▶ _TEXT EXCERPT_
↓↓↓

Notably, calculations using ADR remain the same regardless of the property’s size and number of rooms.
How to Improve Your RevPAR: 6 Tips
Increasing RevPAR is highly beneficial, as getting more per available room can significantly boost the bottom line. The metric should naturally increase during busy times, such as holiday weekends, peak season, and during major events. In addition to these, managers can take an active role in improving RevPAR by:
1. Dynamic Pricing: Implement pricing strategies that adapt to demand fluctuations. Raise rates during busy seasons to take advantage of the demand, and lower during slow times to increase occupancy rates.
2. Complimentary Services: Free perks, such as included breakfast, an airport shuttle, and complimentary business printing, can increase the value of a stay and thus, how much guests are willing to pay for a room.
3. Other Amenities: Amenities such as a business center, pool, and exercise room also increase the value that a hotel provides and how much guests will pay.

↑↑↑

▶ _SUPPLIED MATERIAL_
↓↓↓

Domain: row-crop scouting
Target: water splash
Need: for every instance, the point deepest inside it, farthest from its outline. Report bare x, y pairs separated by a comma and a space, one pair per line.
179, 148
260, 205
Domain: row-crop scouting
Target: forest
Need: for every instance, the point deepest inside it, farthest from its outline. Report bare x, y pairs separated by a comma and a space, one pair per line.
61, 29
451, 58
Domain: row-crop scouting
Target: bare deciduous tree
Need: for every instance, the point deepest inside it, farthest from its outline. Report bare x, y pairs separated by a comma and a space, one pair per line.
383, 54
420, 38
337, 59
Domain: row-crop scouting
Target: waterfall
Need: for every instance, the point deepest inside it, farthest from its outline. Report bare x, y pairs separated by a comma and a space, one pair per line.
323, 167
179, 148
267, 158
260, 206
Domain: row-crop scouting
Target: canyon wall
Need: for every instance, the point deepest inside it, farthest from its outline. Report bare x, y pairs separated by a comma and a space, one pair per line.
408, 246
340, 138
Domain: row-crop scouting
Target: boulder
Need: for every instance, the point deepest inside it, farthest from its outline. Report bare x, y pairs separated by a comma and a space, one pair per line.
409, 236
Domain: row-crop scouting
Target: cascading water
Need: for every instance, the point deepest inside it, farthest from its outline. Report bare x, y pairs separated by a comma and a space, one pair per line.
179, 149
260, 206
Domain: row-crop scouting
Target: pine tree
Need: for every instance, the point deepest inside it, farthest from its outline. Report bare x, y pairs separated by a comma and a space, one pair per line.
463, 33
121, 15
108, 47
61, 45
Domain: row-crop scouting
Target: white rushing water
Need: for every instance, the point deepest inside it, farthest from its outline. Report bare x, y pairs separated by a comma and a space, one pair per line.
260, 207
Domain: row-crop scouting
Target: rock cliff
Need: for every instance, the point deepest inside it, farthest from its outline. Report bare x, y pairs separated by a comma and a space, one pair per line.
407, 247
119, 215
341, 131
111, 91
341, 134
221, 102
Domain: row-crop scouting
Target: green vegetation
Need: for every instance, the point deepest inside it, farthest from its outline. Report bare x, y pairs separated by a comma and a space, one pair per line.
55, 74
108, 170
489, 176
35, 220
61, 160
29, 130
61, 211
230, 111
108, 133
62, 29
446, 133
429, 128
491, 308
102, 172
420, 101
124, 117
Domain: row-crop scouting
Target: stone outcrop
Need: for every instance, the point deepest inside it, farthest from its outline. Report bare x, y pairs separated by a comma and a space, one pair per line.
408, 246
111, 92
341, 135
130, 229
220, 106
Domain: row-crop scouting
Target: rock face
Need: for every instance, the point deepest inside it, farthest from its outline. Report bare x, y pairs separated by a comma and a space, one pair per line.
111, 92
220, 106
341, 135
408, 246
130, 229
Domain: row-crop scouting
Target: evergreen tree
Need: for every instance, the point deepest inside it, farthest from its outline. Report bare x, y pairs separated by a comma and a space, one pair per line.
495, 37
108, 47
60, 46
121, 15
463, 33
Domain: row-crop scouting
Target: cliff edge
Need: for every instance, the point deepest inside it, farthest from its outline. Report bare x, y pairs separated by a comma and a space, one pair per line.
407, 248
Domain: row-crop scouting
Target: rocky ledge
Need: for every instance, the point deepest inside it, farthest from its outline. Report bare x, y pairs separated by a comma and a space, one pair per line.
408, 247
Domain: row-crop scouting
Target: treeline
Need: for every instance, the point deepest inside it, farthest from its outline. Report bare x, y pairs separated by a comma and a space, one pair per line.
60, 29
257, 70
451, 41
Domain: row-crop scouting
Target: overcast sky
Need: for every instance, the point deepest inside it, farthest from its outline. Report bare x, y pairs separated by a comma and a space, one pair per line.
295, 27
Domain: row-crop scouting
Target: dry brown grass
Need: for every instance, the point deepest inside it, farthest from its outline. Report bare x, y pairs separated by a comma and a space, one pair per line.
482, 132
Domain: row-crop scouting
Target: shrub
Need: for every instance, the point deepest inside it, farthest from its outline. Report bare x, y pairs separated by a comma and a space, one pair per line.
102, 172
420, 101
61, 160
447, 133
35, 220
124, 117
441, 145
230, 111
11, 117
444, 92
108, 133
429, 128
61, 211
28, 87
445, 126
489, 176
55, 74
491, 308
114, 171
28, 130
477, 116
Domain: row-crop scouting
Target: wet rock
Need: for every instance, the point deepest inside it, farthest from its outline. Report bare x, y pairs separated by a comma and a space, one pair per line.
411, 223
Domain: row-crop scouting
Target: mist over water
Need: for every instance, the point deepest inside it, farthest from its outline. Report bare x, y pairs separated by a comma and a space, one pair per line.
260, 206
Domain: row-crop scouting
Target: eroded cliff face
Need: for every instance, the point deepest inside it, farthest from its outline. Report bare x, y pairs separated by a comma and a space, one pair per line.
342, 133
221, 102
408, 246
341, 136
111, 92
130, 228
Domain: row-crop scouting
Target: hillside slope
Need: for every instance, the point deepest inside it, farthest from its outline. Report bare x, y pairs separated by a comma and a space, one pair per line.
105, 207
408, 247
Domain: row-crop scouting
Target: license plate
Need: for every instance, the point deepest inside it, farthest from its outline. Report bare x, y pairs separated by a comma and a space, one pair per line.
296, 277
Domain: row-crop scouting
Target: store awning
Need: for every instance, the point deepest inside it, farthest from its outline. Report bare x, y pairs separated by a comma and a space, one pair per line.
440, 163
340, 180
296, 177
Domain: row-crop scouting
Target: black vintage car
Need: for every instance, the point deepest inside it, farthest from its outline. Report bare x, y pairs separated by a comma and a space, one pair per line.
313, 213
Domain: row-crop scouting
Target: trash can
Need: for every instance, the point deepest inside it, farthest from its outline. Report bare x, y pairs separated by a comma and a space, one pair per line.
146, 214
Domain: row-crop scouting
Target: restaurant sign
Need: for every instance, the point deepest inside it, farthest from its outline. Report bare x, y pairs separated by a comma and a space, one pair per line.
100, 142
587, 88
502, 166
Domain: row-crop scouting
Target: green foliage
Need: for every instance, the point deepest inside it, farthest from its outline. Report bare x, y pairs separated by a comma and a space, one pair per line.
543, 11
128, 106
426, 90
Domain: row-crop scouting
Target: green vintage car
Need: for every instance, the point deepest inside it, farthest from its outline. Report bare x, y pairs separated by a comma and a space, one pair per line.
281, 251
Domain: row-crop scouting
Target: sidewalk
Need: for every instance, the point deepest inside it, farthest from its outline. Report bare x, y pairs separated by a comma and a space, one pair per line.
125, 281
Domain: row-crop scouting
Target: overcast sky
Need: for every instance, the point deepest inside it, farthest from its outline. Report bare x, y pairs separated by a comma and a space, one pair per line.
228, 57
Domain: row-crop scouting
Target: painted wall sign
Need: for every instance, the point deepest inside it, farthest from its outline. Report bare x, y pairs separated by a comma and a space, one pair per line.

↑↑↑

▶ _TO BE DONE_
[1] Answer these questions from the RevPAR text:
(a) What two property features do ADR calculations not depend on?
(b) During which busy times should the metric naturally increase?
(c) Which free perks are given as examples under complimentary services?
[2] Locate every line of the records that contains the string "cliff". Case counts.

▶ _FINAL RESULTS_
[1]
(a) The property's size and its number of rooms.
(b) Holiday weekends, peak season, and major events.
(c) Included breakfast, an airport shuttle, and complimentary business printing.

[2]
Target: rock cliff
Target: cliff edge
Target: eroded cliff face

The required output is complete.